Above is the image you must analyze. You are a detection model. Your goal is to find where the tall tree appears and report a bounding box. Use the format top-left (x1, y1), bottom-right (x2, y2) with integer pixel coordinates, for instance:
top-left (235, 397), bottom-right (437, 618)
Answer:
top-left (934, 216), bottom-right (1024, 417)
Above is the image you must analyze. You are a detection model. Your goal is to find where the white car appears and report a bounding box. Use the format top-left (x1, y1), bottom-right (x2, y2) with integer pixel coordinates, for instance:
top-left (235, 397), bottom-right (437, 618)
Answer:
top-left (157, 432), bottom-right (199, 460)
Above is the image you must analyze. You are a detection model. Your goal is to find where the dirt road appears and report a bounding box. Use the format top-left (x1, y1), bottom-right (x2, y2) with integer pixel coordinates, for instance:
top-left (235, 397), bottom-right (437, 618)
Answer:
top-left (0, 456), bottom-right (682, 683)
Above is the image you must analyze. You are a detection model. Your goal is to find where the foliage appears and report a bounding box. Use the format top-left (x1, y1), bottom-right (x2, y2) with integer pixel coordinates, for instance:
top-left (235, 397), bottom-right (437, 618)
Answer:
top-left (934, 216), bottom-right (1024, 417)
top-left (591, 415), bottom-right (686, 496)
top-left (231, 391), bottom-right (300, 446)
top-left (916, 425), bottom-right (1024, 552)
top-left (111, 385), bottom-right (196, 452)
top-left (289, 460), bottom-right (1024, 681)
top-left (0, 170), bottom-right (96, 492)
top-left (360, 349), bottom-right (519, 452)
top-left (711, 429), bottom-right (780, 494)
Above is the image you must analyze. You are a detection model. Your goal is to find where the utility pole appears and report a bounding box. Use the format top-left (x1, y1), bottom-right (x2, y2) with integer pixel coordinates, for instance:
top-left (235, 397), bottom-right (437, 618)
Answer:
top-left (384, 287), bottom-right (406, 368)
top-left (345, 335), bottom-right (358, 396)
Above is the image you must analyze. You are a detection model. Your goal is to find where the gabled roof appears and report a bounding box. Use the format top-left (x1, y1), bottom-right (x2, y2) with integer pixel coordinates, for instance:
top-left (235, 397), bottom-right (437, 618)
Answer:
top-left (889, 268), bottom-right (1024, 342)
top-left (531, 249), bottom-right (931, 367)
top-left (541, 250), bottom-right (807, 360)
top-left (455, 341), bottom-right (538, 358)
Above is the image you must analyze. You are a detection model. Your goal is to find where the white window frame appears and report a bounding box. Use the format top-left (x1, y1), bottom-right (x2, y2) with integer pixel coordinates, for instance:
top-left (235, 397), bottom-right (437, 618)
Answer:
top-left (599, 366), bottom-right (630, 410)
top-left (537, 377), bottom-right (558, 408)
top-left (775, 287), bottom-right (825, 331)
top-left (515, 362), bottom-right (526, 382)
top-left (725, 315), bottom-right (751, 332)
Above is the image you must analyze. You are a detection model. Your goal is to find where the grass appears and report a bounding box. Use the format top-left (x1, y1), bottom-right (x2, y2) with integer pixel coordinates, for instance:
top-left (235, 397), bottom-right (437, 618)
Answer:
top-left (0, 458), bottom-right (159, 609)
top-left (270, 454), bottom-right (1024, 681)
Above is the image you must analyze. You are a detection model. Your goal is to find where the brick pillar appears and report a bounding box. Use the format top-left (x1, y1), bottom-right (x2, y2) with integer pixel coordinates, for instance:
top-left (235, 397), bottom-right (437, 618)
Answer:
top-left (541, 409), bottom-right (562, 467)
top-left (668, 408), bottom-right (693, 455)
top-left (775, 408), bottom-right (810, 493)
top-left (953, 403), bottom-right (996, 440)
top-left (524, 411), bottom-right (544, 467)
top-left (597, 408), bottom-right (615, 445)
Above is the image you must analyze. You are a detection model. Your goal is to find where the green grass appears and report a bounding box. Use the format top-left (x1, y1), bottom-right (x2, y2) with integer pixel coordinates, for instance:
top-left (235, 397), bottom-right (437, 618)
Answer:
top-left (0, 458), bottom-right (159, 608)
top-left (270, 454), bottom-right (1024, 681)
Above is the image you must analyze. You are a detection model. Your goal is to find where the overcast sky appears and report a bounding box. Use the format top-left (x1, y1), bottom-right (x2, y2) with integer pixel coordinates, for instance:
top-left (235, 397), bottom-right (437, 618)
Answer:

▶ OBJECTIVE
Put every line of the listing above into a numbered list, leaving out any blank lines.

▶ RESULT OF THIS TASK
1. Above is the image you must analyze. You are a detection model. Your goal is to find where the tall tree appears and report a bounding box. Use the format top-left (x1, y1), bottom-right (x2, y2) with integer pixel coordinates, for instance:
2. top-left (235, 397), bottom-right (437, 618)
3. Answer:
4. top-left (934, 216), bottom-right (1024, 417)
5. Above is the image you must analyze. You are a detection model. Your goal is to find where the white car appears and report a bounding box. Use the format top-left (x1, y1), bottom-right (x2, y2) with integer pixel coordinates, for instance:
6. top-left (235, 397), bottom-right (437, 618)
7. Answer:
8. top-left (157, 432), bottom-right (199, 460)
9. Above is the image you must analyze. You are a detection model. Your goal is to find where the dirt road appears and report a bounding box. Use the format top-left (x1, y1), bottom-right (x2, y2) with integer pixel coordinates, for instance:
10. top-left (235, 397), bottom-right (437, 618)
11. Answer:
12. top-left (0, 456), bottom-right (682, 683)
13. Above is the image you must analyze. You are a detection model. Your goal is to find where the foliage appears and report a bounding box. Use the format top-left (x1, y1), bottom-right (x2, y2) with integer pixel coordinates, for instance:
14. top-left (235, 397), bottom-right (437, 618)
15. Answer:
16. top-left (934, 216), bottom-right (1024, 417)
17. top-left (591, 415), bottom-right (686, 496)
18. top-left (231, 391), bottom-right (300, 446)
19. top-left (916, 425), bottom-right (1024, 552)
20. top-left (111, 385), bottom-right (196, 452)
21. top-left (289, 460), bottom-right (1024, 681)
22. top-left (0, 170), bottom-right (96, 492)
23. top-left (360, 349), bottom-right (519, 452)
24. top-left (711, 429), bottom-right (780, 494)
25. Above is the image you must analyze. You are a detection model. Your goal is to find where the utility pole appears and report a bounding box. Use the format top-left (x1, y1), bottom-right (x2, y2) with integer pixel coordinates, for instance:
26. top-left (235, 397), bottom-right (437, 618)
27. Answer:
28. top-left (384, 287), bottom-right (406, 368)
29. top-left (345, 335), bottom-right (358, 396)
30. Above is the image you must analyze. You are a detection model. Your goal is to find where the gabled roof appears and report a bounding box. Use the format top-left (x1, y1), bottom-right (x2, y2) with integer pixel coordinates, for instance:
31. top-left (235, 397), bottom-right (437, 618)
32. Answer:
33. top-left (889, 268), bottom-right (1024, 342)
34. top-left (531, 249), bottom-right (931, 367)
35. top-left (541, 250), bottom-right (807, 360)
36. top-left (455, 341), bottom-right (538, 358)
37. Above is the image you must analyze. You are a detection model. Your goal is to find where the white window frame appears and report a bounding box. Use the format top-left (x1, y1), bottom-right (x2, y2) with integer pixel coordinates, for instance:
38. top-left (235, 397), bottom-right (437, 618)
39. Answer:
40. top-left (599, 366), bottom-right (630, 410)
41. top-left (537, 377), bottom-right (558, 408)
42. top-left (775, 287), bottom-right (825, 331)
43. top-left (515, 362), bottom-right (526, 382)
44. top-left (725, 315), bottom-right (751, 332)
45. Above is the image you must analyze. You are a detection model. Your goal is to find where the grass appears and report a bounding box. Use the format top-left (x1, y1), bottom-right (x2, y2) with integer pixel coordinates, for instance:
46. top-left (235, 397), bottom-right (437, 618)
47. Answer:
48. top-left (0, 458), bottom-right (159, 609)
49. top-left (270, 454), bottom-right (1024, 681)
50. Above is the image you must analyze. You are a detection model. Your goal is to find where the brick pillar appears and report a bounding box. Use the format top-left (x1, y1), bottom-right (x2, y2) with integer pixel coordinates, for instance:
51. top-left (235, 397), bottom-right (437, 618)
52. Answer:
53. top-left (541, 409), bottom-right (562, 467)
54. top-left (668, 408), bottom-right (693, 455)
55. top-left (775, 408), bottom-right (810, 493)
56. top-left (953, 403), bottom-right (996, 440)
57. top-left (524, 411), bottom-right (544, 467)
58. top-left (597, 408), bottom-right (615, 445)
59. Above is the image you must analyze. You are a detection model. Your goal is to find where the green grass appears and report a bounding box. Use the format top-left (x1, y1), bottom-right (x2, y2) with integer pixel coordinates, for instance:
60. top-left (235, 397), bottom-right (437, 618)
61. Answer:
62. top-left (0, 458), bottom-right (159, 608)
63. top-left (270, 454), bottom-right (1024, 681)
64. Above is the image you must analyze. You are a detection model. Your goal is to find where the overcast sky appears and report a bounding box. Use the format top-left (x1, y1), bottom-right (x2, y2) with integer pixel coordinates, for instance:
65. top-left (235, 397), bottom-right (437, 618)
66. Answer:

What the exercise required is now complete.